-------- Data for the task

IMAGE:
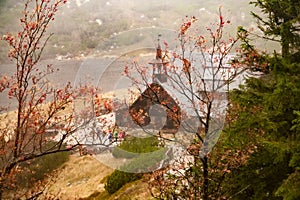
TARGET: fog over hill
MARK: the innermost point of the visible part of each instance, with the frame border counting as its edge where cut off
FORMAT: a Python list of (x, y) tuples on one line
[(88, 26)]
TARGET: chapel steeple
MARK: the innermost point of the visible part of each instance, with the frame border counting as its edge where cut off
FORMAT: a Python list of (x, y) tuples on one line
[(159, 65)]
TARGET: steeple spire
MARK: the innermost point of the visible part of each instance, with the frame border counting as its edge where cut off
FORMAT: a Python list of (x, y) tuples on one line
[(159, 65), (158, 49)]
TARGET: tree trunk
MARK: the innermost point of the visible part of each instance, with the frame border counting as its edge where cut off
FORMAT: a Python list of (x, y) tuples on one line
[(205, 178)]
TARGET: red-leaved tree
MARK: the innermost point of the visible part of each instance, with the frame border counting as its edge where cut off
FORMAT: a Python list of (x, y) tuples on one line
[(27, 130), (198, 75)]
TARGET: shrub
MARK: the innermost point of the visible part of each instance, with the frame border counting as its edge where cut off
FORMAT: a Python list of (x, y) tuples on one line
[(145, 154), (37, 168), (119, 178), (133, 145)]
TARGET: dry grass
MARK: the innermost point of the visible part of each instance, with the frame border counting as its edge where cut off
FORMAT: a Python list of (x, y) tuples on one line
[(80, 177)]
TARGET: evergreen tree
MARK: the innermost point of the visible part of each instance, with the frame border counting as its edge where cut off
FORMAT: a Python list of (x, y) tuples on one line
[(266, 113), (281, 20)]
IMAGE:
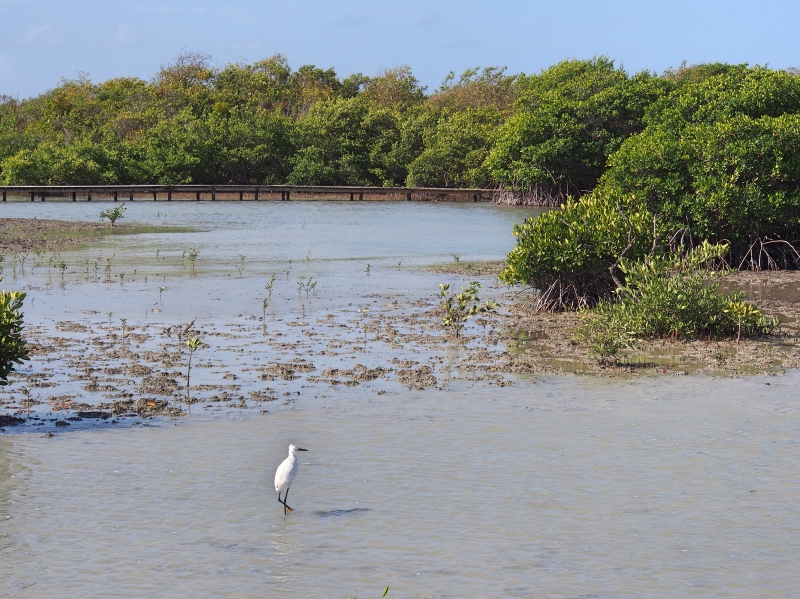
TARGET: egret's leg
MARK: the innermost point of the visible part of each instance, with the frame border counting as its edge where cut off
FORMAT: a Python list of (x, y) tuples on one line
[(285, 499)]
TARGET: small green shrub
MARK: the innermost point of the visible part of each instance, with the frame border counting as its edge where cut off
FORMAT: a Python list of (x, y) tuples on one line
[(113, 214), (670, 297), (567, 254), (458, 308)]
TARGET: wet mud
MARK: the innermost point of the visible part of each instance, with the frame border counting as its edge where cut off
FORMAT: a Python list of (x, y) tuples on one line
[(99, 372)]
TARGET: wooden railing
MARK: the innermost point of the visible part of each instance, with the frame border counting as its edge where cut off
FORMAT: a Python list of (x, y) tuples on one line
[(240, 192)]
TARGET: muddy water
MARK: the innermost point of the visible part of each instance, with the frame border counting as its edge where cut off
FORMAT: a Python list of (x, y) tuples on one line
[(550, 487), (568, 487), (351, 250)]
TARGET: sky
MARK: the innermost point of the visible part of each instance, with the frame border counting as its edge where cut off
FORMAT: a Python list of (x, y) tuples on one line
[(44, 41)]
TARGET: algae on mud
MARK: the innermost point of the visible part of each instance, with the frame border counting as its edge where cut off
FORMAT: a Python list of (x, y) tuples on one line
[(310, 345), (32, 234)]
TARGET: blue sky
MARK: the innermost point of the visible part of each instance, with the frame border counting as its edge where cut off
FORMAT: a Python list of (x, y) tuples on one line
[(42, 41)]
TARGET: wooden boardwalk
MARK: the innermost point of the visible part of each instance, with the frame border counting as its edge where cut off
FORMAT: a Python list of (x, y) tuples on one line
[(237, 192)]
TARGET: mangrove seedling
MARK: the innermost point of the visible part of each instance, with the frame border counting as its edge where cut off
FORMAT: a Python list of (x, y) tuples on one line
[(13, 349), (113, 214), (193, 253), (193, 344), (458, 308)]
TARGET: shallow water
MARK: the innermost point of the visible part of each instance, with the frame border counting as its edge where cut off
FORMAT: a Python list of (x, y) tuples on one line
[(553, 487), (568, 487)]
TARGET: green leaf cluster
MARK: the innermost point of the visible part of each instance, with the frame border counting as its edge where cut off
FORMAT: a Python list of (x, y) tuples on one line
[(718, 158), (457, 308), (13, 349), (675, 296), (571, 250)]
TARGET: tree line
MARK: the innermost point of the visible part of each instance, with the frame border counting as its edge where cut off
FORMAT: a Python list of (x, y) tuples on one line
[(704, 152)]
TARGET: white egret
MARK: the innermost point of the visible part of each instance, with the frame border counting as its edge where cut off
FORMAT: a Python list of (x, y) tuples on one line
[(284, 476)]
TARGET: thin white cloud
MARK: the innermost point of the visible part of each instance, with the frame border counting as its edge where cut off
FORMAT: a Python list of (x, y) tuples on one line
[(123, 35), (43, 34), (5, 65)]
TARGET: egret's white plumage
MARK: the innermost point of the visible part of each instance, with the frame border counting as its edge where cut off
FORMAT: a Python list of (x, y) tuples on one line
[(285, 474)]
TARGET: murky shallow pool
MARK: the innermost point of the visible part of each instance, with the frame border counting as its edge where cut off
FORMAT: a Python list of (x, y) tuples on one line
[(553, 487), (568, 487)]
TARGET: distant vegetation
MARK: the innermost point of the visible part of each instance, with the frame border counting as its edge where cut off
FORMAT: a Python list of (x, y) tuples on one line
[(645, 165)]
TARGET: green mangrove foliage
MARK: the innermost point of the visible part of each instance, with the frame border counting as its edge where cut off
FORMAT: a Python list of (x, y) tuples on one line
[(570, 255), (112, 215), (268, 123), (718, 159), (13, 349), (674, 296), (457, 308)]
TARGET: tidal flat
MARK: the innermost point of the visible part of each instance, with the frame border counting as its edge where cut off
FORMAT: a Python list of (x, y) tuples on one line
[(668, 474)]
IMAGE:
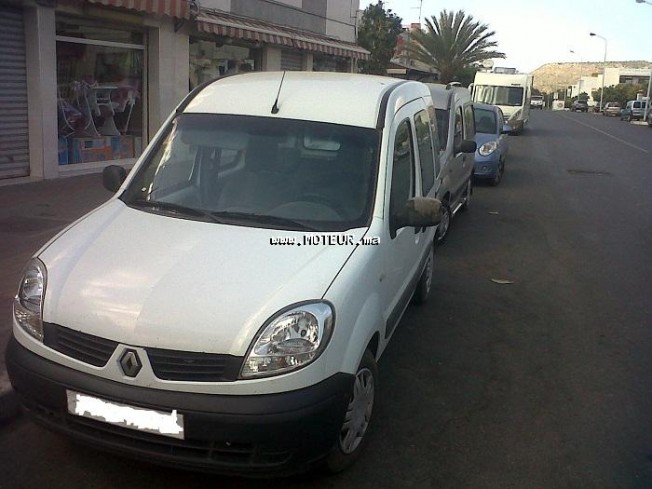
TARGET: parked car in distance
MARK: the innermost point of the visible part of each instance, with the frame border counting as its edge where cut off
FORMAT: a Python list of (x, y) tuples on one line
[(612, 109), (633, 110), (223, 310), (537, 102), (456, 130), (491, 136), (579, 106)]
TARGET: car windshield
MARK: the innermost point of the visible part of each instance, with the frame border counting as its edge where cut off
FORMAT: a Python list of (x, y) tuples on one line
[(259, 171), (498, 95), (485, 121)]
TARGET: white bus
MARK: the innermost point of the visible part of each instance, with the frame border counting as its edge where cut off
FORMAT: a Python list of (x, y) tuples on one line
[(510, 92)]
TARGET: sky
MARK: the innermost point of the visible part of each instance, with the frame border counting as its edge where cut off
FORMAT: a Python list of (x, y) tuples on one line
[(532, 33)]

----------------

▸ Given task
Can you rewrite all of the lines above as a numbered list, skipping any blank lines and leaving the pictures out?

▸ Response to the exercise
1. IMAGE:
2. TARGET: fog over hill
3. MARK: the innermost point of the visible part of each instance, with the frame border counting as its edge where cut off
4. FORMAT: a Python list of (x, y) tuples on one line
5. [(88, 26)]
6. TARGET: chapel steeple
7. MARK: the innermost point of the visible part of each instance, with the frame border counting as its edge where cut off
8. FORMAT: a Python list of (x, y) tuples on one line
9. [(159, 65)]
10. TARGET: steeple spire
11. MARK: the innermost point of the visible part of each instance, with the frame border counting as its edge where cut off
12. FORMAT: a Python list of (x, y) tuples on one line
13. [(159, 65), (158, 49)]
14. TARGET: tree trunk
15. MARK: the innermost point of the visible part of each instance, with the frame border counting as its edge where cut off
16. FORMAT: a Python list of (x, y) tuples on one line
17. [(205, 178)]
18. TARGET: red-leaved tree
19. MARK: the innermost point of the visible part of each instance, with the frame border counting as its edge where cut off
20. FORMAT: a Python list of (x, y) tuples on one line
21. [(27, 130), (198, 75)]
22. TARGET: shrub
23. MARK: the innermost point of the visible part of each instance, with the frame border counting as its edge where cut off
24. FORMAT: a Python list of (x, y) tuples on one line
25. [(145, 154), (37, 168), (119, 178), (133, 145)]
26. TARGET: dry grass
27. MARK: the innermost point of the visible part of each instance, with the frame border counting as its edge where cut off
28. FORMAT: a Python list of (x, y) tuples on one line
29. [(80, 177)]
30. TARGET: evergreen tree
31. MARK: the innermost point of the visible part of each instance, with the frame border counting as its edge where cut off
32. FORMAT: a Python list of (x, y) tuples on one line
33. [(266, 113), (281, 20)]
34. IMAGE:
35. TARGET: egret's leg
36. MARK: the innermost point of the visible part of each instance, with the frame border counting as its edge where cut off
37. FORMAT: a Python list of (x, y) tuples on one line
38. [(285, 499)]
39. TARGET: small green shrub
40. MARK: the innermost point of the visible part of each instance, with the frame border counting as its edge where cut off
41. FORMAT: a Python list of (x, y) tuples on one line
42. [(113, 214), (670, 297), (567, 254), (458, 308)]
43. TARGET: wet mud
44. MARK: the innermost point of the visible part of each instance, with the frame border counting as its edge where cut off
45. FORMAT: a Python list of (x, y) tuples on one line
46. [(99, 372)]
47. TARGET: wooden railing
48. MARK: the innermost point of the visible part of each instance, with the frame border counting as its edge where cut off
49. FORMAT: a Python list of (x, y) tuples on one line
50. [(240, 192)]
51. TARGET: muddy water
52. MARK: the innermost point of the visible part of each instance, with the frame border counting as its edge where cut off
53. FORMAT: a Python list of (x, y) tuples on one line
54. [(550, 487), (568, 487), (351, 250)]
55. TARGET: sky
56. MARK: the innermost point of the visible part of each instance, with the frame border counting as its edge where cut off
57. FORMAT: a Python list of (x, y) tuples on one line
58. [(44, 41)]
59. TARGET: algae on mud
60. MARK: the innermost point of the visible part of each instance, with the frame border counting as its edge where cut off
61. FORMAT: a Python list of (x, y) tuples on one line
62. [(310, 345), (32, 234)]
63. TARGET: blue sky
64. MARK: the innermost point of the visible part of each instance, with the frame border counting as its edge where cut off
65. FORMAT: a Python list of (x, y) tuples on one line
66. [(42, 41)]
67. TARGET: wooden boardwalk
68. MARK: the innermost point of the visible part of each instance, with the frame border counting as its edge where cut off
69. FORMAT: a Python list of (x, y) tuples on one line
70. [(237, 192)]
71. TARGET: mangrove seedling
72. MARK: the innermost point of the visible part of each instance, with the frame border counting as its edge where cut off
73. FORMAT: a Python list of (x, y) tuples on one line
74. [(13, 349), (113, 214), (193, 253), (193, 344), (458, 308)]
75. TARGET: shallow water
76. MARK: the innermost point of the visible part of each instance, with the frame border counting as its edge where cut off
77. FORMAT: a Python list of (x, y) tuples on one line
78. [(553, 487), (568, 487)]
79. TARGET: green leaf cluster
80. MARK: the innermost point of the visible part of each instance, with the frame border counting as its edge where cut off
81. FORMAT: a Python list of (x, y) tuples on one line
82. [(718, 158), (457, 308), (13, 349), (675, 296), (571, 250)]
83. TARGET: tree line
84. MARK: the innermost point of the visible part of each instance, with the frame border counting as its edge where cut off
85. FORMAT: a Python list of (x, y) tuples on one line
86. [(704, 152)]
87. TARGET: white egret
88. MARK: the innermost point of the visible part of each instance, with the frame border counting as its edge where cut off
89. FORMAT: a Python list of (x, y) tuples on one line
90. [(284, 476)]
91. TARGET: thin white cloud
92. MARK: the innermost point of the visible part of each instance, with the frame border counting as its edge where cut off
93. FORMAT: a Python list of (x, y) tuples on one line
94. [(123, 35), (43, 34), (5, 65)]
95. TARGET: egret's white plumage
96. MARK: the innermost point of the visible part of each instance, with the frame border counting as its edge where cut off
97. FORMAT: a Python list of (x, y) tuples on one line
98. [(285, 474)]
99. TARGET: murky shallow pool
100. MARK: the innermost point of the visible part of each instance, with the frame border counting as its edge where cut off
101. FORMAT: a Python list of (x, y) tuples on one line
102. [(553, 487), (568, 487)]
103. TARGET: distant vegetation
104. MARK: the innermost point of the visible part of each instance, with the frame border counting as its edge where cut off
105. FORMAT: a Python list of (x, y) tuples on one line
106. [(645, 165)]
107. TARGET: green mangrove foliage
108. MARK: the innermost point of the visible part of each instance, with the frame border counting as its edge where cut off
109. FORMAT: a Python list of (x, y) tuples on one line
110. [(570, 255), (112, 215), (268, 123), (718, 159), (13, 349), (674, 296), (457, 308)]
111. TARGET: tidal flat
112. MARK: the innermost point of the visible part of each instance, with the frame border counting as its edge where cut off
113. FORMAT: a Python list of (x, y) tuples on one line
114. [(668, 474)]
115. IMAGE:
116. TARGET: parked car in distance
117. MARK: the innermost point of the visible part of each instance, with the frame border counting as its edge where cut off
118. FORMAT: a Python list of (x, y) tuples on one line
119. [(612, 109), (633, 110), (223, 310), (537, 102), (456, 130), (491, 136), (579, 106)]
120. TARGET: car windshield
121. MARK: the innermost point of the visible part of each instance, with the frame border counting as its edge where cut off
122. FORMAT: a Python list of (x, y) tuples on one line
123. [(259, 171), (498, 95), (485, 121)]
124. TARGET: white bus
125. MARK: the innermost point of the visible part of each instance, with the frame border counting as its edge where cut off
126. FORMAT: a Python list of (x, y) tuples on one line
127. [(510, 92)]
128. TARGET: sky
129. MARK: the innermost point of the visible part of each instance, with the frame border counting as its edge where cut off
130. FORMAT: a Python list of (x, y) tuples on one line
131. [(532, 33)]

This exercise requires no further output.